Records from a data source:
+ + + +
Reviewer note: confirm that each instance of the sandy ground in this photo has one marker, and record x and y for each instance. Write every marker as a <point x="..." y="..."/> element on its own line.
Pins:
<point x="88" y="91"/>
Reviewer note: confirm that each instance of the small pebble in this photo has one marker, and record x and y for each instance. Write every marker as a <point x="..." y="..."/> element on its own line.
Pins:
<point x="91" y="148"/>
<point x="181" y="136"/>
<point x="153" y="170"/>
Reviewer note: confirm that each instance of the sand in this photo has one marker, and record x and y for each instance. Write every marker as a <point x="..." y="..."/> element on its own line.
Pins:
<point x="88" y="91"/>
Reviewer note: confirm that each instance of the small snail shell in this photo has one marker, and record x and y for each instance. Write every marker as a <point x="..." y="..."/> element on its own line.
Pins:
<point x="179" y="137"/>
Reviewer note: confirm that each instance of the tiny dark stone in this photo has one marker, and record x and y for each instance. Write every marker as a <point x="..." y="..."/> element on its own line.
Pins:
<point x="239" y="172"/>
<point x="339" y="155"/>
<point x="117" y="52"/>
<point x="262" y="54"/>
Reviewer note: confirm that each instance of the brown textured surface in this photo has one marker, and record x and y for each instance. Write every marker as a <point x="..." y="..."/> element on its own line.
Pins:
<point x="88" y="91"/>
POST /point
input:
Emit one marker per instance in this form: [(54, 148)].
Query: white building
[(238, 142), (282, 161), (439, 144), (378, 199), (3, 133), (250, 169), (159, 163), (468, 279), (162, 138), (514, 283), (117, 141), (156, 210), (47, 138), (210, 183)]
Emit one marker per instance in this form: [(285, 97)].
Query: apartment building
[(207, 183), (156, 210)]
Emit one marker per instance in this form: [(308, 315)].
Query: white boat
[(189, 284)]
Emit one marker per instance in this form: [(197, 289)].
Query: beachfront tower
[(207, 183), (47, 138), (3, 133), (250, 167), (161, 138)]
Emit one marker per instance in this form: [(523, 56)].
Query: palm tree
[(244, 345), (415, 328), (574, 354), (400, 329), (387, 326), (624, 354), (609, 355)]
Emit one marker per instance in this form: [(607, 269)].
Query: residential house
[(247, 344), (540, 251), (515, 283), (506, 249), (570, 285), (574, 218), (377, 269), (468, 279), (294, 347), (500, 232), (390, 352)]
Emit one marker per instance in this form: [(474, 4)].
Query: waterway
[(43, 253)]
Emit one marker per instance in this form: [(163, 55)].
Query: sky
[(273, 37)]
+ + + +
◆ **DO THIS**
Rescale the rows from the line containing "Emit one marker per instance in this form: [(308, 315)]." through the line containing "[(207, 183), (47, 138), (3, 133), (250, 167), (161, 138)]", and write out only those lines, requests included. Multiply every coordinate in the answers by 0.5 and round to whole numbers with halves rounded up, keeping the requests and their sample coordinates unchanged.

◆ **IN RESPONSE**
Emit one marker per instance in this form: [(308, 315)].
Query: white boat
[(95, 142)]
Emit one marker per instance in this form: [(197, 289)].
Query: beachfront tower
[(104, 92), (24, 69), (2, 67), (125, 84), (81, 69)]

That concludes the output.